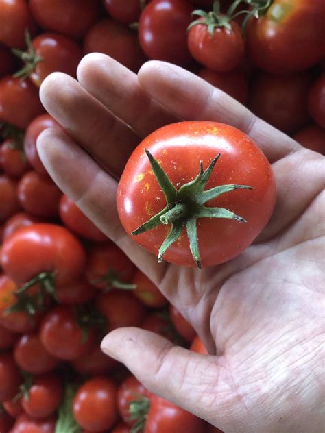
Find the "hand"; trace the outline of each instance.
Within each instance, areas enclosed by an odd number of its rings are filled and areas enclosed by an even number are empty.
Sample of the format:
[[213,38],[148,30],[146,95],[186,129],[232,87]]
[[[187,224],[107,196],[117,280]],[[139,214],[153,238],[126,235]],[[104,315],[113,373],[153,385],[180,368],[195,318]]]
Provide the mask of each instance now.
[[[41,159],[191,323],[210,355],[132,327],[109,334],[104,351],[151,391],[227,433],[322,431],[323,157],[176,66],[149,62],[136,75],[94,53],[77,77],[56,73],[41,87],[45,107],[67,131],[40,136]],[[254,245],[202,271],[158,264],[126,236],[115,206],[116,178],[134,147],[181,119],[223,122],[248,134],[272,163],[278,184],[274,213]]]

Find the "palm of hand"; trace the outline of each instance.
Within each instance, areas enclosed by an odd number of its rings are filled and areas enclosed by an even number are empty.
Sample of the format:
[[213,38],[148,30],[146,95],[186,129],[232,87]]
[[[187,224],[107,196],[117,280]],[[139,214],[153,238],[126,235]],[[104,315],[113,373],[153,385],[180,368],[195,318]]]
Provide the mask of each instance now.
[[[322,157],[177,67],[148,64],[138,81],[112,59],[91,55],[79,79],[87,91],[62,74],[43,86],[46,108],[72,137],[45,132],[43,160],[61,188],[159,284],[213,355],[191,354],[135,328],[109,334],[106,351],[151,391],[226,432],[321,431]],[[277,178],[267,227],[243,254],[216,268],[157,264],[126,237],[116,212],[117,184],[108,173],[118,175],[139,137],[179,119],[239,127],[258,143]]]

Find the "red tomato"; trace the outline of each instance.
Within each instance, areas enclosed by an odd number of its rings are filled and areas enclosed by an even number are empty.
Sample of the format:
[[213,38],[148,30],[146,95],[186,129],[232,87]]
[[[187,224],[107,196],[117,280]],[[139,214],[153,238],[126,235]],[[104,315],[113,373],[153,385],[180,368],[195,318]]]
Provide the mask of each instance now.
[[73,416],[78,424],[97,432],[112,427],[117,418],[116,393],[113,382],[104,376],[86,382],[73,403]]
[[89,283],[108,290],[131,281],[135,267],[115,244],[94,244],[88,251],[86,278]]
[[15,181],[0,175],[0,222],[5,221],[19,209]]
[[0,165],[7,175],[20,177],[28,170],[28,162],[23,151],[9,138],[0,147]]
[[248,96],[247,77],[239,71],[221,73],[204,68],[197,75],[210,84],[245,104]]
[[22,382],[21,373],[10,352],[0,353],[0,401],[10,400]]
[[325,155],[325,131],[317,125],[306,126],[292,138],[302,146]]
[[324,18],[323,0],[275,0],[266,14],[248,24],[248,49],[254,62],[276,73],[315,64],[324,55],[320,41]]
[[91,240],[108,240],[107,236],[64,194],[60,201],[59,212],[63,223],[72,232]]
[[[219,160],[212,171],[206,190],[216,186],[233,184],[253,188],[252,190],[241,189],[231,194],[222,194],[208,202],[208,207],[218,206],[228,210],[226,213],[234,212],[237,221],[226,218],[200,219],[197,237],[202,266],[223,263],[238,256],[252,243],[269,221],[276,199],[274,175],[267,160],[254,142],[241,131],[222,123],[173,123],[153,132],[136,147],[124,169],[117,190],[119,215],[126,232],[148,251],[157,255],[171,229],[170,225],[164,223],[138,236],[132,235],[137,227],[161,212],[166,203],[145,155],[145,149],[160,162],[174,186],[173,191],[176,191],[175,187],[179,188],[198,175],[200,162],[206,170],[219,153]],[[202,194],[205,195],[206,192]],[[177,203],[180,208],[180,203],[182,212],[190,218],[188,197],[186,195],[183,199],[177,193],[175,203],[171,201],[169,206]],[[190,203],[192,206],[193,198]],[[176,221],[181,215],[177,215]],[[239,223],[243,219],[238,215],[247,222]],[[195,217],[194,215],[191,221],[195,221]],[[177,242],[166,251],[164,258],[176,264],[193,267],[195,263],[188,238],[185,234],[180,238],[185,223],[186,219],[178,225],[175,234]],[[193,232],[195,227],[193,225],[190,228]]]
[[139,38],[149,58],[180,66],[191,62],[186,29],[193,9],[185,0],[154,0],[145,8],[139,23]]
[[132,293],[123,290],[99,293],[95,297],[95,306],[106,318],[108,331],[123,326],[138,326],[145,312],[140,301]]
[[[187,45],[193,58],[207,68],[217,72],[235,69],[242,61],[245,47],[238,24],[231,23],[232,29],[217,27],[211,34],[205,18],[189,30]],[[208,21],[207,21],[208,22]]]
[[85,261],[86,253],[79,240],[54,224],[23,227],[3,244],[3,269],[17,284],[40,273],[54,271],[56,283],[64,284],[77,279]]
[[2,0],[1,16],[0,42],[10,47],[23,48],[26,29],[32,34],[36,30],[28,2],[26,0]]
[[33,379],[21,404],[26,413],[33,418],[45,418],[53,413],[62,398],[62,384],[58,375],[47,373]]
[[197,433],[204,431],[204,421],[170,401],[152,395],[143,433]]
[[169,314],[176,331],[187,341],[192,341],[196,335],[195,331],[171,304],[169,304]]
[[48,373],[60,363],[47,351],[37,334],[22,335],[16,343],[14,356],[22,370],[32,374]]
[[167,300],[155,284],[139,269],[132,278],[132,284],[136,286],[134,295],[145,305],[149,307],[163,307]]
[[26,212],[38,216],[56,216],[61,190],[47,176],[29,171],[19,181],[17,196]]
[[250,108],[278,129],[291,134],[308,122],[310,85],[306,72],[286,75],[261,73],[252,85]]
[[104,53],[134,72],[146,60],[136,33],[110,18],[98,21],[91,27],[84,40],[84,52]]
[[325,129],[325,74],[313,84],[308,97],[308,108],[316,123]]
[[0,79],[0,121],[24,129],[43,112],[38,90],[29,79],[12,77]]
[[98,17],[98,0],[29,0],[33,15],[47,30],[82,38]]
[[47,175],[47,171],[38,156],[36,141],[40,134],[48,128],[61,128],[61,126],[49,114],[41,114],[29,123],[25,134],[24,150],[26,157],[33,169],[41,175]]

Requirement
Extract each line from the items above that contains the word "outline".

Response to the task
Find the "hand"; trace the outline of each instance.
Find the "palm of hand"; trace the outline of each instance.
Find the "red tomato"; trace the outline of each instance.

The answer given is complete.